BEGIN

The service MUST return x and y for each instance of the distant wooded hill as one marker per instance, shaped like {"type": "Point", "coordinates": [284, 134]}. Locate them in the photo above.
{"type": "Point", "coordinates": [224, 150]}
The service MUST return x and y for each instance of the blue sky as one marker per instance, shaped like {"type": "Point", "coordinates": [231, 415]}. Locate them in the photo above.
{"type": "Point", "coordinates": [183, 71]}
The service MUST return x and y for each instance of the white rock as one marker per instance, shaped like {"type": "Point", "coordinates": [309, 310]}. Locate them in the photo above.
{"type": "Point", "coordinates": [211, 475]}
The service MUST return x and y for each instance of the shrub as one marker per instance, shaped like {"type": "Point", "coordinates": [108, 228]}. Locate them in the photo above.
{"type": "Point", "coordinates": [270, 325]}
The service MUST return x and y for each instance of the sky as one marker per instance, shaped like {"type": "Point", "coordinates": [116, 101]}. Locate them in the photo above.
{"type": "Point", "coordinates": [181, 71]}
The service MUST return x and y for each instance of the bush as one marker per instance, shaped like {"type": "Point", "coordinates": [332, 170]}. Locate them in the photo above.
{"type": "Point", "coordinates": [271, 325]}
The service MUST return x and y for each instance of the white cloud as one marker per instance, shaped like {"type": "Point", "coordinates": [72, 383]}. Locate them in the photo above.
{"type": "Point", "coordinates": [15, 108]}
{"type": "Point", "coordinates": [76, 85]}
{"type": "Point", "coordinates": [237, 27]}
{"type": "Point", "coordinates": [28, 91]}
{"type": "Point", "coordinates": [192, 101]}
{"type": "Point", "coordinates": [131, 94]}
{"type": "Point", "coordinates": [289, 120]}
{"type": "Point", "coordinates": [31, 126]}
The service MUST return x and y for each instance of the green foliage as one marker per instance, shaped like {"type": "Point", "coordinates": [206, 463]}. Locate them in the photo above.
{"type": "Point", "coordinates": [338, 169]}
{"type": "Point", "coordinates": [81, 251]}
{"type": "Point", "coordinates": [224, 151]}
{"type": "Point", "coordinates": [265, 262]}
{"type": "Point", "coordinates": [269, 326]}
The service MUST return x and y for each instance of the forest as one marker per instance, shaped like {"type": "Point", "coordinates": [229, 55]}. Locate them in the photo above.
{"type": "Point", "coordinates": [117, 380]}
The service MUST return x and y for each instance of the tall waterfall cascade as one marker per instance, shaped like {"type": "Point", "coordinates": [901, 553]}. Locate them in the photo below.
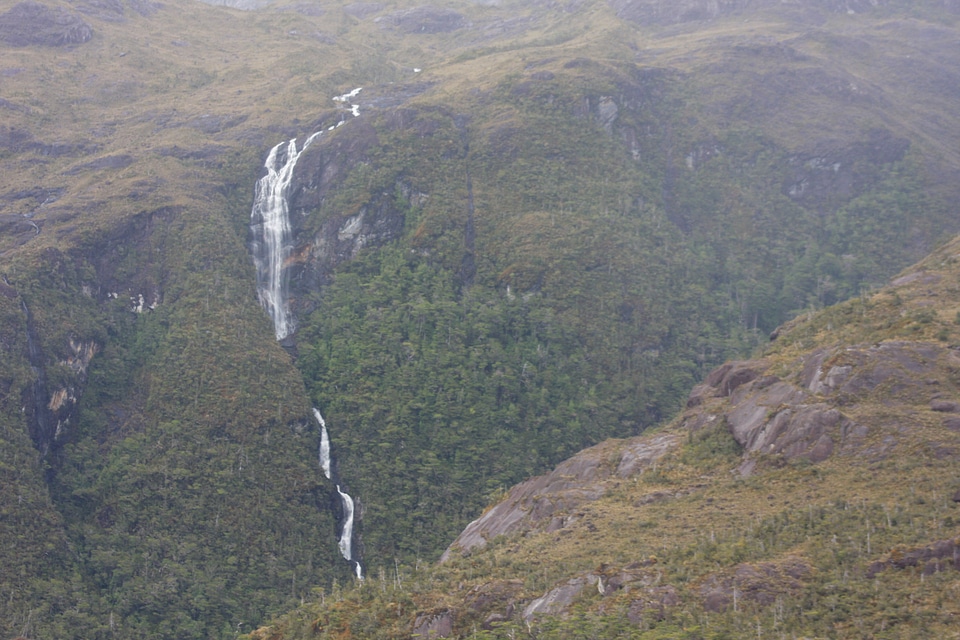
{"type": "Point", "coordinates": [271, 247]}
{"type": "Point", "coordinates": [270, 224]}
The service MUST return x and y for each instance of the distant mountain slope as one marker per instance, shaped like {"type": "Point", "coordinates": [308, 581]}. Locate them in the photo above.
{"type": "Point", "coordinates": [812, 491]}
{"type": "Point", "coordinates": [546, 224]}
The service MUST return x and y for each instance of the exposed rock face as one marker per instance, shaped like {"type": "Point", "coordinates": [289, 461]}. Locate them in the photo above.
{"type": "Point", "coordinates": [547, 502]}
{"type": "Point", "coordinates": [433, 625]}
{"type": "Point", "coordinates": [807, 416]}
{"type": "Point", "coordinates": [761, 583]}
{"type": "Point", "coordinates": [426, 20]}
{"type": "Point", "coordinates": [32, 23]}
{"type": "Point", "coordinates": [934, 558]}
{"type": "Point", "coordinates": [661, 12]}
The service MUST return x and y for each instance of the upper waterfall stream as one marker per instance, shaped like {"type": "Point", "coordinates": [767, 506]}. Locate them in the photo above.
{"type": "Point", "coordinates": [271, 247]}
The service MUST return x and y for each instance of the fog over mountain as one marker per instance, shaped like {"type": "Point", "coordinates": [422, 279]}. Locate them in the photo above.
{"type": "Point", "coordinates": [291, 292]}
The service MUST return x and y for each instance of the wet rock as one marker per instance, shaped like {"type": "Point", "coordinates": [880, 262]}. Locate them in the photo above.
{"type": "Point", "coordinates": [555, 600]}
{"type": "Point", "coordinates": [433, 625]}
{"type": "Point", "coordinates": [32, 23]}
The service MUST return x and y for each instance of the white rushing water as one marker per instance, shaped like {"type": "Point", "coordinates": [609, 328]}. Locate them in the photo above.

END
BEGIN

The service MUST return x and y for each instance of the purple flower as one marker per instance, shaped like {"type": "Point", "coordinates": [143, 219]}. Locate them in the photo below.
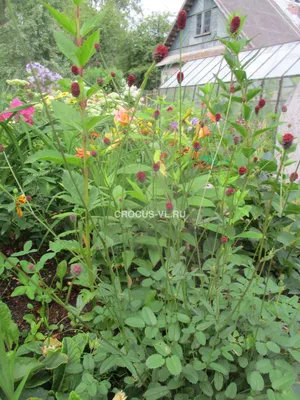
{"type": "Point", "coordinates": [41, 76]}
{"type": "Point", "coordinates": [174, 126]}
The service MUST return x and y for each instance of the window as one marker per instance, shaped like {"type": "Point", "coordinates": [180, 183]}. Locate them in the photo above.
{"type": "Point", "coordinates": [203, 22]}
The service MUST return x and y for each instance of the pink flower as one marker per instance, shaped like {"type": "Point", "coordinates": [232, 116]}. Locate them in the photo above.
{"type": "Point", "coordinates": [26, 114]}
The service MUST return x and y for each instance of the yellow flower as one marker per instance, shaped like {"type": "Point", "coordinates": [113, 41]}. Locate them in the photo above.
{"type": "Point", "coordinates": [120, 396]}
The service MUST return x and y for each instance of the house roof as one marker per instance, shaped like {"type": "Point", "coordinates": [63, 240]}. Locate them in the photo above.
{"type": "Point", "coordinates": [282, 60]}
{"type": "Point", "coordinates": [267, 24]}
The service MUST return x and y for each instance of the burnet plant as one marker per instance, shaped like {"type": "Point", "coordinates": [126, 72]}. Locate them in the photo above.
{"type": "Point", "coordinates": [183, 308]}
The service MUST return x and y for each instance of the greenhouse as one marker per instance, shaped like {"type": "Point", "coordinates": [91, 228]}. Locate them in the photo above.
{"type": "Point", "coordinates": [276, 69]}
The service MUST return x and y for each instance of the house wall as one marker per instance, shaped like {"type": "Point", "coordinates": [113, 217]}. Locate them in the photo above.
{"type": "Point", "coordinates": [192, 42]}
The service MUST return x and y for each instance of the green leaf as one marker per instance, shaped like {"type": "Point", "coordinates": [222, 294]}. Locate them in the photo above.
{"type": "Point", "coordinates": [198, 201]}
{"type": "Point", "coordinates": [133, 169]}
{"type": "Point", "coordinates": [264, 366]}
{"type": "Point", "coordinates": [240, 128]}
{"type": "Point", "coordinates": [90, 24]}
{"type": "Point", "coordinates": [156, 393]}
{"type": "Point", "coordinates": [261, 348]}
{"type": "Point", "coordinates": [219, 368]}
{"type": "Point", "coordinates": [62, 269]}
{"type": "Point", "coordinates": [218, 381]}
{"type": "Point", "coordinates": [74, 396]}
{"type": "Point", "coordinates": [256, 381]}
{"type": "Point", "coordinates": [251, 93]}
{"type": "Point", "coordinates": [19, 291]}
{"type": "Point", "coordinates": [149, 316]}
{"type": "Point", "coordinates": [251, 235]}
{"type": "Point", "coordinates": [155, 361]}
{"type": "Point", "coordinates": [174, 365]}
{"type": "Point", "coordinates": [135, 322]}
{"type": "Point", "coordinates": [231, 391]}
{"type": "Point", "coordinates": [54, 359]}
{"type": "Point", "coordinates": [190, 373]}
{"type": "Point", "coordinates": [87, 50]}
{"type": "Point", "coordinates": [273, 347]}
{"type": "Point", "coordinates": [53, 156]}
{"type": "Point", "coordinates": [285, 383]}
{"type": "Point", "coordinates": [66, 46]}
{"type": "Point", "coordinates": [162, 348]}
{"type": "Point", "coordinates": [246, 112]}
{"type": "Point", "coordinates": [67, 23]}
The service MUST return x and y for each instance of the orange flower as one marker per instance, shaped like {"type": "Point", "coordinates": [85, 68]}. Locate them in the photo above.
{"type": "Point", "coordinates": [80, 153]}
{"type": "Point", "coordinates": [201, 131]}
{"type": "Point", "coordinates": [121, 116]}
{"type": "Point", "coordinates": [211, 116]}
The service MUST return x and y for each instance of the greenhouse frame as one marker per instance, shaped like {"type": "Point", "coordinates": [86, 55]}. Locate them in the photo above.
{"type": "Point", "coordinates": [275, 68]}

END

- [Aim] Show each line of the material above that contains the string "slope", counting only matches with the same case.

- [Expected answer]
The service MUST return x and y for each instance of the distant mountain slope as one marker per instance, shaped like {"type": "Point", "coordinates": [308, 581]}. Locate them in the photo above.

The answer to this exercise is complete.